• _Work item_
Count the lines in the items below that contain the string "resolution", matching case exactly, and reply with only that number.

• _Given records_
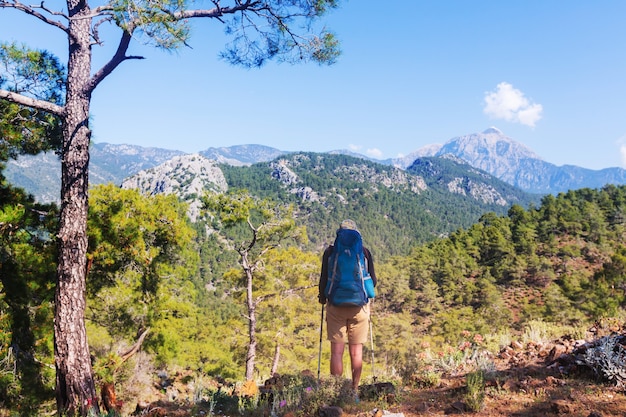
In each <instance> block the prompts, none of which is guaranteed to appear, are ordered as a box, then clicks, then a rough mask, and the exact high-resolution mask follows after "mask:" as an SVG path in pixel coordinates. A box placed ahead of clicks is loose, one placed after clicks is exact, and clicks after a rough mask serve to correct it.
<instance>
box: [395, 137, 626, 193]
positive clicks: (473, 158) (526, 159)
mask: <svg viewBox="0 0 626 417" xmlns="http://www.w3.org/2000/svg"><path fill="white" fill-rule="evenodd" d="M429 149H431V150H434V149H436V148H429ZM417 152H418V153H419V154H420V155H422V156H426V155H428V154H429V152H428V151H426V152H424V151H422V152H420V151H419V150H418V151H417ZM445 155H454V156H455V157H457V158H460V159H462V160H464V161H466V162H467V163H469V164H470V165H471V166H473V167H476V168H480V169H482V170H484V171H486V172H488V173H490V174H491V175H493V176H495V177H496V178H499V179H501V180H503V181H505V182H507V183H509V184H511V185H514V186H516V187H519V188H520V189H522V190H524V191H527V192H530V193H537V194H556V193H559V192H565V191H568V190H572V189H580V188H600V187H602V186H604V185H606V184H616V185H619V184H625V183H626V170H624V169H622V168H606V169H602V170H591V169H586V168H581V167H577V166H573V165H564V166H560V167H559V166H556V165H554V164H551V163H549V162H545V161H544V160H542V159H541V158H540V157H539V156H538V155H537V154H535V153H534V152H533V151H531V150H530V149H528V148H527V147H526V146H524V145H522V144H520V143H519V142H515V141H514V140H513V139H511V138H510V137H508V136H506V135H504V134H503V133H502V132H501V131H500V130H498V129H497V128H494V127H492V128H489V129H487V130H485V131H484V132H482V133H473V134H471V135H465V136H459V137H456V138H453V139H451V140H449V141H448V142H446V143H445V144H444V145H442V146H441V147H440V148H439V149H438V150H437V151H436V152H432V151H431V152H430V155H428V156H445ZM409 159H410V158H409ZM406 160H407V159H406V158H403V159H401V160H398V161H396V164H397V165H400V166H402V164H405V163H406ZM405 166H406V165H405Z"/></svg>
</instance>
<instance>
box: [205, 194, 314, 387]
mask: <svg viewBox="0 0 626 417" xmlns="http://www.w3.org/2000/svg"><path fill="white" fill-rule="evenodd" d="M204 208H205V209H207V210H208V211H209V213H211V214H214V217H213V218H214V220H215V223H214V226H215V227H216V228H218V229H222V226H224V227H226V228H238V229H239V230H237V231H236V232H237V235H236V236H235V237H234V238H233V249H234V250H235V251H237V253H238V254H239V265H240V266H241V270H242V271H241V272H243V279H242V280H236V281H237V283H238V285H240V286H242V287H243V288H245V295H246V297H245V299H246V301H245V305H246V312H247V315H246V319H247V321H248V351H247V354H246V375H245V376H246V380H250V379H252V378H253V377H254V369H255V364H256V353H257V343H258V340H257V308H258V306H259V304H260V303H261V302H262V301H264V300H266V299H267V298H269V297H274V296H277V295H279V294H280V293H281V292H283V293H284V292H293V291H298V290H301V289H303V288H288V289H285V290H284V291H281V292H278V291H275V290H274V289H272V286H271V285H270V284H268V282H264V283H256V282H255V281H254V277H255V273H256V272H257V270H259V269H260V268H263V266H264V260H265V258H266V254H267V253H268V252H269V251H271V250H272V249H275V248H277V247H279V246H280V245H281V243H282V242H285V241H287V240H302V239H304V238H305V237H306V234H305V233H304V228H303V227H296V225H295V222H294V219H293V208H292V207H291V206H285V205H281V204H277V203H274V202H271V201H268V200H259V199H255V198H253V197H252V196H250V195H248V194H247V193H245V192H238V193H234V194H219V195H210V196H208V197H206V198H205V199H204ZM220 224H221V225H220ZM242 236H243V238H242ZM230 275H232V273H231V274H230ZM239 276H241V275H239ZM268 278H269V277H268ZM268 288H269V289H270V290H269V291H268ZM255 289H256V290H257V292H259V293H260V294H258V293H257V292H255Z"/></svg>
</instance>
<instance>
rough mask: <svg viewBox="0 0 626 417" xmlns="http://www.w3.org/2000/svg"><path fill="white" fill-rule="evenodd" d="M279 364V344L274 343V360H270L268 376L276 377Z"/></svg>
mask: <svg viewBox="0 0 626 417" xmlns="http://www.w3.org/2000/svg"><path fill="white" fill-rule="evenodd" d="M279 362H280V344H279V343H278V342H276V347H275V348H274V360H272V370H271V371H270V375H271V376H274V375H276V372H278V363H279Z"/></svg>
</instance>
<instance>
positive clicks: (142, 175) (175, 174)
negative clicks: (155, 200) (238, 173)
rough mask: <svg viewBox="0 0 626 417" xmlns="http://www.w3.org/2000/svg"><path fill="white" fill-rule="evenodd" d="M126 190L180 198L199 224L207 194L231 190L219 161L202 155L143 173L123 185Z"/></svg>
mask: <svg viewBox="0 0 626 417" xmlns="http://www.w3.org/2000/svg"><path fill="white" fill-rule="evenodd" d="M122 188H134V189H139V190H140V191H141V192H142V193H144V194H147V195H155V194H174V193H175V194H177V195H178V196H179V197H180V198H181V199H182V200H184V201H187V202H188V203H189V212H188V214H189V217H190V218H191V220H192V221H195V220H196V219H197V217H198V215H199V213H200V205H201V203H200V200H199V197H200V196H202V195H203V194H204V193H205V192H206V191H215V192H224V191H226V190H227V189H228V184H227V183H226V178H225V177H224V173H223V172H222V170H221V169H220V168H219V167H218V166H217V164H216V162H215V161H212V160H210V159H207V158H205V157H204V156H202V155H199V154H190V155H181V156H176V157H174V158H172V159H170V160H169V161H166V162H164V163H162V164H161V165H158V166H155V167H153V168H150V169H147V170H144V171H140V172H138V173H137V174H135V175H133V176H131V177H128V178H127V179H125V180H124V181H123V182H122Z"/></svg>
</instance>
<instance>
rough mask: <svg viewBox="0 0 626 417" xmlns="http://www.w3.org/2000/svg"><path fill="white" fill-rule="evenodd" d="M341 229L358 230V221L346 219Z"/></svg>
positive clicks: (342, 225) (340, 227) (341, 224)
mask: <svg viewBox="0 0 626 417" xmlns="http://www.w3.org/2000/svg"><path fill="white" fill-rule="evenodd" d="M339 227H340V228H341V229H349V230H358V229H357V228H356V222H355V221H354V220H350V219H346V220H344V221H342V222H341V226H339Z"/></svg>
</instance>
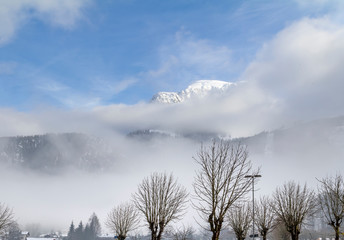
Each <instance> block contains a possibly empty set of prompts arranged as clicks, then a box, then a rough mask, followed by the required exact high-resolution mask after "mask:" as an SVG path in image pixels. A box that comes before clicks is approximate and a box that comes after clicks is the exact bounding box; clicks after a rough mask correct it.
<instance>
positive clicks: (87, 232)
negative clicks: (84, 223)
mask: <svg viewBox="0 0 344 240" xmlns="http://www.w3.org/2000/svg"><path fill="white" fill-rule="evenodd" d="M93 239H94V238H93V233H92V230H91V228H90V225H89V224H88V223H87V224H86V227H85V230H84V240H93Z"/></svg>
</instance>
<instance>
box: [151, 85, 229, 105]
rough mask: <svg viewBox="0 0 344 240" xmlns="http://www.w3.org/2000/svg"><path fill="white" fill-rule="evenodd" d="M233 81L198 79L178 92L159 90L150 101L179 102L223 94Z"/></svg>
mask: <svg viewBox="0 0 344 240" xmlns="http://www.w3.org/2000/svg"><path fill="white" fill-rule="evenodd" d="M233 85H234V83H230V82H225V81H219V80H199V81H196V82H194V83H193V84H191V85H190V86H188V87H187V88H186V89H184V90H182V91H180V92H159V93H157V94H155V95H154V96H153V97H152V99H151V102H152V103H170V104H171V103H181V102H185V101H188V100H190V99H195V98H196V99H199V98H204V97H206V96H208V95H209V94H223V93H224V92H226V91H227V90H228V89H229V88H230V87H232V86H233Z"/></svg>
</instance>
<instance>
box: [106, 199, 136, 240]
mask: <svg viewBox="0 0 344 240" xmlns="http://www.w3.org/2000/svg"><path fill="white" fill-rule="evenodd" d="M138 221H139V219H138V212H137V211H136V208H135V206H134V205H133V204H131V203H123V204H121V205H119V206H117V207H115V208H113V209H112V210H111V212H109V214H108V217H107V221H106V226H107V227H108V228H110V229H111V230H112V231H114V232H115V234H116V235H117V236H118V239H119V240H124V239H126V237H127V234H128V232H130V231H132V230H134V229H136V228H137V226H138Z"/></svg>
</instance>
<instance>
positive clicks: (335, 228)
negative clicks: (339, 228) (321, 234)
mask: <svg viewBox="0 0 344 240" xmlns="http://www.w3.org/2000/svg"><path fill="white" fill-rule="evenodd" d="M334 230H335V232H336V238H335V240H339V227H336V228H335V229H334Z"/></svg>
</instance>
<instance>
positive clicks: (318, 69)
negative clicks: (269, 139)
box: [243, 18, 344, 119]
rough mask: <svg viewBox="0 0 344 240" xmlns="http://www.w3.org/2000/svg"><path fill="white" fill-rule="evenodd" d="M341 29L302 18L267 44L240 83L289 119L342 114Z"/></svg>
mask: <svg viewBox="0 0 344 240" xmlns="http://www.w3.org/2000/svg"><path fill="white" fill-rule="evenodd" d="M343 41H344V27H343V25H337V24H334V23H333V22H332V21H330V20H329V19H327V18H322V19H303V20H301V21H298V22H296V23H294V24H292V25H291V26H289V27H288V28H286V29H285V30H283V31H281V32H280V33H279V34H278V35H277V36H276V37H275V38H274V39H273V40H272V41H270V42H268V43H266V45H265V46H264V47H263V49H262V50H261V51H260V52H259V53H258V55H257V58H256V60H255V61H253V62H252V63H251V64H250V66H249V67H248V68H247V70H246V72H245V74H244V75H243V79H246V80H247V81H250V82H251V84H255V85H256V86H257V87H258V88H259V89H260V90H261V91H262V92H264V93H265V94H266V95H269V96H272V97H273V98H277V99H279V101H280V102H282V103H283V106H284V109H283V112H284V114H285V115H289V116H290V117H291V118H293V119H296V118H299V119H309V118H317V117H324V116H333V115H340V114H343V112H342V108H341V103H342V102H343V101H344V97H343V96H344V95H343V94H342V89H344V81H343V79H342V76H343V74H344V67H343V64H342V63H343V62H344V46H343V44H342V43H343Z"/></svg>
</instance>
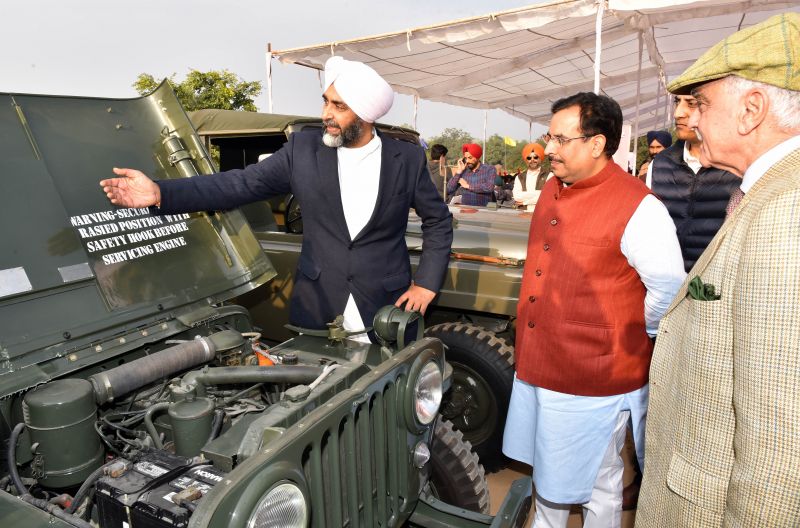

• _Answer to the problem_
2